Supplied passage:
On the other hand, the other option is that matter receives consciousness as a kind external field (for want of a better word; consciousness might still be something radically different from any more familiar field). This definitely does allow for woo-woo, and makes it even less clear what consciousness is. Do each of our minds somehow exist separately in this literal field of dreams, or are they only disentangled by the brain ? What about memories ? We know, weirdly, that in some animals memories are not shared in different regions of the brain, but more on this later.

(In all this, however much hyperbole I might employ, however much I might dismiss ideas as madder than a bagful of mad clams that have just escaped from the Insane Asylum For Mad Clams, I can't be absolutely certain of anything. I'm just giving you my personal preferences, is all.)

That's my view then. Our brain (somehow) creates our mind (whatever that is) which interacts only with our own brain. That's what I mean when I talk abut free will : my thoughts control my actions but nothing else; they are not merely illusory products of electrochemical process in my nervous system. This is a full-throated view of free will without any magic at all. Oh, you can add in some magical sparkly stuff if you want - I won't stop you, you might even be right - it's just not necessary to do so. 


Locke's answer

But what about poor Locke ? Much like Mad Max in Fury Road, he's almost at risk of becoming a sidekick in his own post.

Since he was writing a magisterial treatise on knowledge and not a blog post, Locke carefully spelt out just what he meant by "free" and "will". The "will" aspect of the problem appears to be clear enough :

This power which the mind has thus to order the consideration of any idea, or the forbearing to consider it; or to prefer the motion of any part of the body to its rest, and vice-versa, in any particular instance, is that which call the Will. The actual exercise of that power, by directing any particular action, or its forbearance, is that which we call volition or willing.

So the will is just our capacity to try and make choices. Not the process of enacting the choice itself, because we could be in a straightjacket or paralysed or something. Which brings in the "free" part :

So far as a man has power to think or not to think, to move or not to move, according to the preference or direction of his own mind, so far is a man free.

Well, this is easy ! Free will is simply our capacity to make choices according to our own thoughts. Locke elaborates that not every action we take happens as a result of this. As a tennis ball, he says, has no preferences for choosing anything, so sometimes we might accidentally hit our friends without meaning to. Best to say away from Locke during tennis then, but the point is clear.

Locke elaborates that "free" is not quite the same as "voluntary", pointing out that you can volunteer to be imprisoned. Likewise "necessary" actions as those you cannot avoid. But while the case of physical action seems clear enough, I think it starts to unravel when it comes to thought :

A waking man, being under the necessity, of having some ideas constantly in his mind, is not at liberty to think or not to think; no more than he is at liberty whether his body shall touch any other or no : but whether he will remove his contemplation from one idea to another is many times in his choice, and then his is, in respect of his ideas, as much at liberty as he is in respect of bodies he rests on; he can at pleasure remove himself from one to another. But yet some ideas to the mind, like some motions to the body, are such as in certain circumstances it cannot avoid, nor obtain their absence by the utmost effort it can use. A man on the rack is not at liberty to lay by the idea of pain.

Task directions: Carry the blog passage about Locke's account of free will forward from its final sentence, keeping its voice. The listing below comes from an unrelated source.

Dataset:
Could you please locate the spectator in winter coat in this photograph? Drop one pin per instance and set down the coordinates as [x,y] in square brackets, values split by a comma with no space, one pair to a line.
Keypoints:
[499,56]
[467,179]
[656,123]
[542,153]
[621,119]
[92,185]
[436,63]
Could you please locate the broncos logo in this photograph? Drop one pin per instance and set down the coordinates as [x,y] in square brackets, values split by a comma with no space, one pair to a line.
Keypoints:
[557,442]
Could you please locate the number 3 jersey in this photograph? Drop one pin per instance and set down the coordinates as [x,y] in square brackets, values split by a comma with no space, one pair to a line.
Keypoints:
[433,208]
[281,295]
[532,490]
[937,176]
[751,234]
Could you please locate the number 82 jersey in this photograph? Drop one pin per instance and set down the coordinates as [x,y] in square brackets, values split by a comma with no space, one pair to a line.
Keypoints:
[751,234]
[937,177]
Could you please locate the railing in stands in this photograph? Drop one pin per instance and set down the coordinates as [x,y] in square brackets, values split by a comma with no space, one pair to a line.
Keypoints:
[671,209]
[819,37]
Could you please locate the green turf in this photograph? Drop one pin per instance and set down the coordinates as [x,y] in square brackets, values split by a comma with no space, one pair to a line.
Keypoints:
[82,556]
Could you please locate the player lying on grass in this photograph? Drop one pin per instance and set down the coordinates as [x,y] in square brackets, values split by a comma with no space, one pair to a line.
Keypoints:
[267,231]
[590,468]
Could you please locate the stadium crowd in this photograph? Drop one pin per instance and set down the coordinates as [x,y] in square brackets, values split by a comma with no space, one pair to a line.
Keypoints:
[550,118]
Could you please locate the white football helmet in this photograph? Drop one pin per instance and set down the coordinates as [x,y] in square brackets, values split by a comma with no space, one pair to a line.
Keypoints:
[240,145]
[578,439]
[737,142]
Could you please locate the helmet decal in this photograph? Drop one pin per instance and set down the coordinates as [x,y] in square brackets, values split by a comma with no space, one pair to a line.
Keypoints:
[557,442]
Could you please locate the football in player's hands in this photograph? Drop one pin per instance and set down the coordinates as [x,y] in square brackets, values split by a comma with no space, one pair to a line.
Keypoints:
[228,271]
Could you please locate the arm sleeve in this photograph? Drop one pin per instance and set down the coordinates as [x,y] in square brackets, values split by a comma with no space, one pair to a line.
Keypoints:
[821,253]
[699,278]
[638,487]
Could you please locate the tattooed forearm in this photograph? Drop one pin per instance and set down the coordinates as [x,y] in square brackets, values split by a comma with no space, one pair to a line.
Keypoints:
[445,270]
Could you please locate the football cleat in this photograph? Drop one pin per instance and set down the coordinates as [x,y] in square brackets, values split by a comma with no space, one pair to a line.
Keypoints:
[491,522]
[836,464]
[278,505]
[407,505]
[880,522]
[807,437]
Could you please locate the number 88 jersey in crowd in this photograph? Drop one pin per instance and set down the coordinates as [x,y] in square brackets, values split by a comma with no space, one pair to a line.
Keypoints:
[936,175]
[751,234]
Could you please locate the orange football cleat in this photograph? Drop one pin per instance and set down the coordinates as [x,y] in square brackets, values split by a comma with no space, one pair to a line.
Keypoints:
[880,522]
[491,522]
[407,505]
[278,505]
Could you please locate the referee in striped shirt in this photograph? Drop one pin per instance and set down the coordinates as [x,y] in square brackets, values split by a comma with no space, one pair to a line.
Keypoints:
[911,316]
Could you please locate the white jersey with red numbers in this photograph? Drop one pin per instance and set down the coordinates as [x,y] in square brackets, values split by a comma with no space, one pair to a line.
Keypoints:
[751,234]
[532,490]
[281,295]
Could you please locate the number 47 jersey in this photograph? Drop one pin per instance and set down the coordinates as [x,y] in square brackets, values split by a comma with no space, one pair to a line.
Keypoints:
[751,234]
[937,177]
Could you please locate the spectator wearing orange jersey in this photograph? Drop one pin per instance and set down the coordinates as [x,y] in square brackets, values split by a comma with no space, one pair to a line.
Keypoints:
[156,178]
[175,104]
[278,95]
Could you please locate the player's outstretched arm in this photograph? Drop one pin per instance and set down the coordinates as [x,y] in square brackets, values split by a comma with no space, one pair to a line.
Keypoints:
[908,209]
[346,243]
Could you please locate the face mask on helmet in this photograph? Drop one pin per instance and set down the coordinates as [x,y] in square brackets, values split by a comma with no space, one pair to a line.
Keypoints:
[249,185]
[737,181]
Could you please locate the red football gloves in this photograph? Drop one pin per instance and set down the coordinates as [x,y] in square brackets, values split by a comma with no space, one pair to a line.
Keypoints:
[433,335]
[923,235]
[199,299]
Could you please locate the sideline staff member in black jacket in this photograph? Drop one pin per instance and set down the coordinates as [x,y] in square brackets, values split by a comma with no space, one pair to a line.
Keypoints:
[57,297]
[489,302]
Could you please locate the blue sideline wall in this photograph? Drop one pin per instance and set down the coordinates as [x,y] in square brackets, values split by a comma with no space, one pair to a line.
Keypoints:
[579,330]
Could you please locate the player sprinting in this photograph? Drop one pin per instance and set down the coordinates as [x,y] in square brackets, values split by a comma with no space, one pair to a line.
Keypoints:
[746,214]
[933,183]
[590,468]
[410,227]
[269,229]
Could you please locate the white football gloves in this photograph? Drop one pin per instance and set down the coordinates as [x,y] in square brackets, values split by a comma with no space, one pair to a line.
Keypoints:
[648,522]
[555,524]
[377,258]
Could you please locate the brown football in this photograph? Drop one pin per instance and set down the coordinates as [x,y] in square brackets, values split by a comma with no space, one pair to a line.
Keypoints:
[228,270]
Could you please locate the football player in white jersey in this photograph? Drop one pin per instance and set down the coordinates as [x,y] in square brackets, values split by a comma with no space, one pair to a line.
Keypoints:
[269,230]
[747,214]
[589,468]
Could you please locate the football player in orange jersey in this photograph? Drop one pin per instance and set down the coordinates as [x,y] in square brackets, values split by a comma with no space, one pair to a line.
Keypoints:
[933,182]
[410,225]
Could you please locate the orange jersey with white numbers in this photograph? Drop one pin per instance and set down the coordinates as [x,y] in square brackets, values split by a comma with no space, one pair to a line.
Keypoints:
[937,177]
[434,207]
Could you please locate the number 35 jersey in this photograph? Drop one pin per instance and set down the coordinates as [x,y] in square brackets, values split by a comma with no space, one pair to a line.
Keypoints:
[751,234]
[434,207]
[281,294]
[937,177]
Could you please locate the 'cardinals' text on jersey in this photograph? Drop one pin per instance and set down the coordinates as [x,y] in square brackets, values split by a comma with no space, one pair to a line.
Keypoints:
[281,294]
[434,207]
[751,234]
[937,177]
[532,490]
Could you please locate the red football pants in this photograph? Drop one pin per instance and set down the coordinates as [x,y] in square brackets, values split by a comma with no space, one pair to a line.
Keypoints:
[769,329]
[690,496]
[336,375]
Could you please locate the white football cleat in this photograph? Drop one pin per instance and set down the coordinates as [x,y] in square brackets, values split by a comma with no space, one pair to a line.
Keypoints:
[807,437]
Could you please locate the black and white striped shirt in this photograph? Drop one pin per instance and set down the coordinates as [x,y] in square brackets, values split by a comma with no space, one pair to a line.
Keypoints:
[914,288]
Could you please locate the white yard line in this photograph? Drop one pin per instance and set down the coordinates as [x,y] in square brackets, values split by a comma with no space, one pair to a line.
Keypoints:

Response to the exercise:
Which, contrary to Stoicism is not unreasonable. We cannot avoid having some thoughts and sensations, although thankfully being on the rack is no longer much of a concern*. This seems very much in agreement with the version I've outlined, but provokes an awkward question : what about those cases where we are, supposedly, at liberty to choose what to think ? What on earth does it mean to say we have control of our own thoughts ?

* I'm guessing Locke was a really, really vindictive tennis player.


The paradox of free will

Sadly Locke breaks off at this point into sophistry and semantics. He describes at some length how the will itself cannot have freedom - agents have freedom, not their properties. But he concludes, I think, very much in the affirmative that free will is a thing :

What is it determines the will ? The true and proper answer is : the mind. For that which determines the general power of directing, to this or that particular direction, is nothing but the agent itself exercising the power it has that particular way.

Okay, but... I've set out my case for why I think our thoughts do indeed control our actions. No problem there. But do we have control over our own thoughts ? Wouldn't that be a ghastly contradiction ? We'd have to think about what we wanted to think before we could think it, an infinite and tremendously confusing paradoxical chain. Locke at least asks the right question, but his answer is unsatisfying :

What moves the mind, in every particular instance, to determine its general power of directing, to this or that particular motion or rest ? And to this I answer — the motive for continuing in the same state or action is only the present satisfaction in it; the motive to change is always some uneasiness : nothing setting us upon the change of state, or upon any new action, but some uneasiness.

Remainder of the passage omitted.